## Excerpted records
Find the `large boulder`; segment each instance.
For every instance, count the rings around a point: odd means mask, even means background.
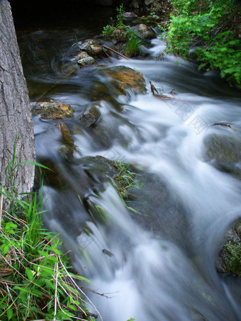
[[[118,66],[102,70],[104,74],[112,79],[112,84],[119,94],[124,94],[129,89],[138,93],[147,91],[145,81],[142,74],[125,66]]]
[[[154,39],[156,35],[144,23],[133,27],[133,30],[140,38],[144,40]]]
[[[218,169],[241,179],[241,140],[235,135],[211,135],[204,141],[205,159]]]
[[[69,105],[57,101],[38,103],[33,107],[32,111],[33,116],[40,115],[43,119],[64,119],[74,115]]]
[[[84,113],[80,116],[80,122],[85,128],[96,123],[101,117],[101,113],[96,105],[88,107]]]
[[[84,51],[82,51],[78,55],[78,58],[79,60],[77,63],[80,67],[89,66],[91,64],[94,64],[96,62],[93,57],[89,56],[87,52],[85,52]]]
[[[226,243],[216,261],[217,271],[241,277],[241,221],[227,232],[225,238]]]
[[[101,41],[98,39],[86,39],[79,47],[81,51],[84,51],[91,57],[101,57],[105,55]]]

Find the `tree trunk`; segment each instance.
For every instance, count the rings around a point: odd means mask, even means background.
[[[9,181],[16,137],[15,164],[35,159],[33,125],[26,81],[20,57],[11,6],[0,0],[0,184],[8,191],[14,187],[18,193],[30,191],[34,165],[24,164]],[[12,185],[12,186],[11,186]],[[4,207],[8,201],[4,198]],[[4,206],[5,205],[5,206]]]

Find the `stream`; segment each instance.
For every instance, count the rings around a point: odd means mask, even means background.
[[[99,62],[141,72],[147,91],[99,99],[100,120],[83,128],[79,118],[94,101],[91,89],[108,83],[96,67],[80,69],[72,58],[76,38],[101,34],[106,20],[100,19],[18,31],[32,106],[51,98],[74,112],[64,120],[77,147],[70,161],[59,152],[56,120],[33,117],[38,161],[55,170],[43,190],[45,224],[61,232],[75,269],[91,281],[86,286],[108,297],[86,293],[98,320],[241,320],[241,280],[215,269],[225,232],[240,218],[241,184],[205,157],[208,135],[241,138],[240,93],[215,72],[160,56],[164,43],[157,38],[142,47],[145,57]],[[174,90],[165,94],[173,98],[155,97],[150,81],[162,92]],[[212,126],[218,122],[235,130]],[[100,178],[97,155],[139,169],[136,179],[145,182],[134,188],[139,213]]]

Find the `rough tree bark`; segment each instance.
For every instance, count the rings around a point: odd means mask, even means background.
[[[0,0],[0,184],[8,189],[11,186],[9,173],[5,174],[5,169],[13,158],[16,137],[16,162],[35,161],[28,93],[11,6],[7,0]],[[18,193],[29,192],[33,179],[33,164],[19,166],[13,179]],[[7,203],[4,198],[4,208],[7,207]]]

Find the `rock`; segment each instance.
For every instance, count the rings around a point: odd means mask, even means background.
[[[133,28],[134,31],[142,39],[154,39],[156,38],[155,34],[150,30],[147,26],[144,23],[140,23],[140,25]]]
[[[95,105],[89,107],[80,116],[80,121],[85,128],[94,124],[101,117],[101,113]]]
[[[79,57],[80,59],[78,60],[78,64],[82,67],[89,66],[96,62],[93,57],[89,56],[87,52],[85,52],[84,51],[80,52]]]
[[[110,6],[113,4],[112,0],[99,0],[98,3],[103,6]]]
[[[134,12],[125,12],[123,14],[123,16],[125,19],[134,19],[135,18],[138,18],[138,16],[134,13]]]
[[[241,277],[241,221],[236,223],[228,230],[223,247],[216,261],[216,269],[219,273],[226,273]]]
[[[124,29],[116,29],[112,33],[112,37],[117,41],[124,41],[126,40],[127,33]]]
[[[145,93],[147,91],[142,74],[131,68],[118,66],[105,69],[101,72],[113,79],[112,84],[120,94],[125,94],[130,88],[138,93]]]
[[[74,157],[74,148],[69,145],[64,145],[59,149],[59,152],[64,159],[72,159]]]
[[[62,136],[63,142],[69,146],[74,146],[74,140],[71,135],[70,131],[65,123],[59,123],[57,128],[60,130]]]
[[[98,39],[86,39],[79,45],[79,50],[86,52],[89,56],[101,57],[104,55],[101,40]]]
[[[41,115],[43,119],[64,119],[72,117],[74,111],[69,105],[51,101],[36,103],[33,107],[33,114]]]
[[[205,141],[205,159],[218,169],[241,179],[241,140],[232,136],[211,135]]]
[[[131,6],[135,8],[135,9],[139,9],[139,1],[138,0],[133,0],[131,3]]]
[[[154,0],[145,0],[145,4],[146,6],[149,6],[150,4],[152,4],[154,2]]]

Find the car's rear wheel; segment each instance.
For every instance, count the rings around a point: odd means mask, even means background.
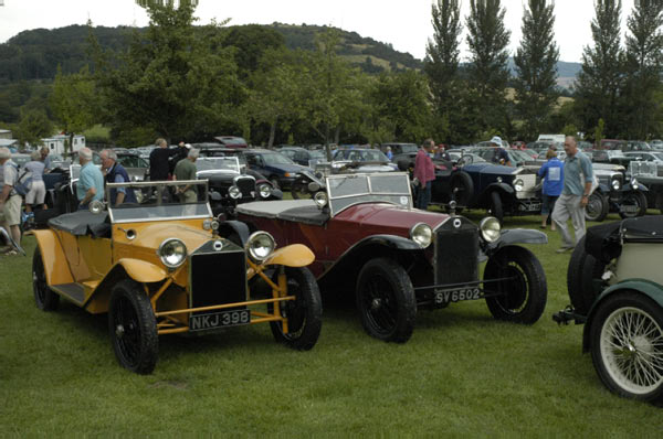
[[[646,213],[646,197],[640,191],[631,192],[624,196],[621,205],[629,207],[629,212],[619,211],[619,216],[622,218],[634,218]]]
[[[303,180],[298,180],[293,183],[293,186],[291,188],[291,193],[294,200],[311,199],[311,192],[308,192],[308,184]]]
[[[317,342],[323,326],[323,300],[315,277],[305,267],[286,267],[287,295],[295,300],[281,302],[281,315],[287,319],[287,332],[283,322],[270,322],[277,342],[298,351],[308,351]],[[273,306],[270,303],[269,311]]]
[[[497,280],[499,279],[499,280]],[[484,270],[486,304],[495,319],[533,324],[548,299],[546,274],[532,251],[507,246],[493,255]]]
[[[414,330],[417,300],[404,268],[390,258],[366,263],[357,280],[357,308],[369,335],[407,342]]]
[[[663,309],[635,291],[602,301],[590,322],[591,358],[611,392],[663,401]]]
[[[600,192],[594,191],[589,195],[587,205],[585,206],[585,220],[601,222],[608,216],[608,199]]]
[[[140,285],[125,279],[115,285],[108,306],[108,325],[115,356],[123,367],[149,374],[157,364],[157,321]]]
[[[589,255],[585,249],[586,236],[573,248],[569,267],[567,269],[567,291],[573,310],[581,315],[587,315],[589,309],[599,295],[594,290],[593,279],[600,279],[606,264]]]
[[[36,308],[42,311],[54,311],[57,309],[60,296],[49,288],[44,261],[39,246],[34,249],[34,255],[32,256],[32,290]]]
[[[491,208],[488,210],[488,212],[491,213],[491,215],[493,215],[494,217],[497,218],[499,224],[502,224],[502,221],[504,220],[504,206],[502,204],[502,197],[499,196],[499,192],[497,192],[497,191],[491,192],[490,201],[491,201]]]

## Exercise objective
Copy out every line above that contains the string "tree". Case counts.

## Exercise answer
Find the `tree trunk`; segment each instance.
Find the `rough tree bark`; segment each instance.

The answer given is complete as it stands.